◆ THE TASK ◆
In the classifier-training notebook excerpt below, please give the value passed as random_state when fetching the training and testing data.

#### TEXT EXCERPT

## Implementation ##
***

### 1) Training Classifiers ###
***

#### 1.1) Import ####
***

In [5]:
import numpy as np
from sklearn.naive_bayes import MultinomialNB, BernoulliNB
from sklearn.datasets import fetch_20newsgroups
from sklearn.feature_extraction.text import TfidfVectorizer
from sklearn.linear_model import RidgeClassifier
from sklearn.neighbors import KNeighborsClassifier
from sklearn.svm import SVC
from sklearn.ensemble import RandomForestClassifier
from sklearn.model_selection import GridSearchCV
from sklearn import metrics
from time import time
from pprint import pprint
import matplotlib
matplotlib.use("TkAgg")
from matplotlib import pyplot as plt
import matplotlib as mpl
from mpl_toolkits.axes_grid1 import host_subplot
import mpl_toolkits.axisartist as AA
from sklearn.externals import joblib
import pickle

#### 1.2) Get Dataset ####
***

We are going to use a built in method in **sklearn.dataset** to downloads data from 20newsgroups api with some chosen categories (computer science, science, electronics, sports), seperates training set and testing set, finally returns them.

If these files already exisits locally, it will just load it.

In [6]:
def get_data():

    remove = ()
    categories = 'alt.atheism', 'talk.religion.misc', 'comp.graphics', 'sci.space'

    print('start downloading...')
    t_start = time()

    data_train = fetch_20newsgroups(subset='train', categories=categories, shuffle=True, random_state=0, remove=remove)
    data_test = fetch_20newsgroups(subset='test', categories=categories, shuffle=True, random_state=0, remove=remove)

    t_end = time()
    print('downloading completed，take %.3f sec' % (t_end - t_start))

    return data_train, data_test


This method prints type, size, and categories of training set and testing set.

########
#### DATA

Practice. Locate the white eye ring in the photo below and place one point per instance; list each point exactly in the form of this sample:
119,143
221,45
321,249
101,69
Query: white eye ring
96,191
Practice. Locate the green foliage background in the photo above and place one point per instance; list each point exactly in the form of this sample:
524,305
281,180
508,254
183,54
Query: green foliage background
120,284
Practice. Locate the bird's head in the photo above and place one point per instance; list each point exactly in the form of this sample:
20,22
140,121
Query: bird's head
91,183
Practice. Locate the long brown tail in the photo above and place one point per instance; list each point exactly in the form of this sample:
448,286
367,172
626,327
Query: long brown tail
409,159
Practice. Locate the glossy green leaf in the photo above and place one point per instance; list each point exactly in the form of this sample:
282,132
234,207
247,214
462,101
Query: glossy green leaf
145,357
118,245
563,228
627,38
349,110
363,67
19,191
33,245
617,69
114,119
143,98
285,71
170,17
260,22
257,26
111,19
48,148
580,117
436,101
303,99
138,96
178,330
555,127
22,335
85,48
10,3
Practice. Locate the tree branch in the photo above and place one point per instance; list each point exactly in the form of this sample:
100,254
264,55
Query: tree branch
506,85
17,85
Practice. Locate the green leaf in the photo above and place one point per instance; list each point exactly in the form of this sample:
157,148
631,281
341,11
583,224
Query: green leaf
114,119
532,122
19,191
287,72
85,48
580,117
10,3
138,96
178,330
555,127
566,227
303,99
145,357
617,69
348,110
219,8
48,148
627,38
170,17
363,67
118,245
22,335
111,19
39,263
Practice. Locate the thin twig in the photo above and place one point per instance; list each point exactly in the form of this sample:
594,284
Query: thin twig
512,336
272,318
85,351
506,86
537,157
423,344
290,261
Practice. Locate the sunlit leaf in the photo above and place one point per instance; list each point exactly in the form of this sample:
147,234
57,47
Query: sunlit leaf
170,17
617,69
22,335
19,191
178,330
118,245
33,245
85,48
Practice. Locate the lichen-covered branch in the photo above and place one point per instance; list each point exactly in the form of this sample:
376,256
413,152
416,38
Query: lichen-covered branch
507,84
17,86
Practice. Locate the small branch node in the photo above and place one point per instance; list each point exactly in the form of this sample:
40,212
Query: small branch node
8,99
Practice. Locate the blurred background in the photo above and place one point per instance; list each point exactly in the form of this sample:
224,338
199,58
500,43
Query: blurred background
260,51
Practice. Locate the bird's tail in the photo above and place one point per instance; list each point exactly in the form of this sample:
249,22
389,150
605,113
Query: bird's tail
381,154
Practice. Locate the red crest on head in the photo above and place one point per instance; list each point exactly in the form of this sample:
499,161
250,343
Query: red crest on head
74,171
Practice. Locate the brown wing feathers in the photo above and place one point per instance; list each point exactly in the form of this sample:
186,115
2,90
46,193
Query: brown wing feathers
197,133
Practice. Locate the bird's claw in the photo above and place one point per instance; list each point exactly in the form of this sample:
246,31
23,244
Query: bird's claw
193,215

########

◆ EXERCISE OUTPUT ◆
0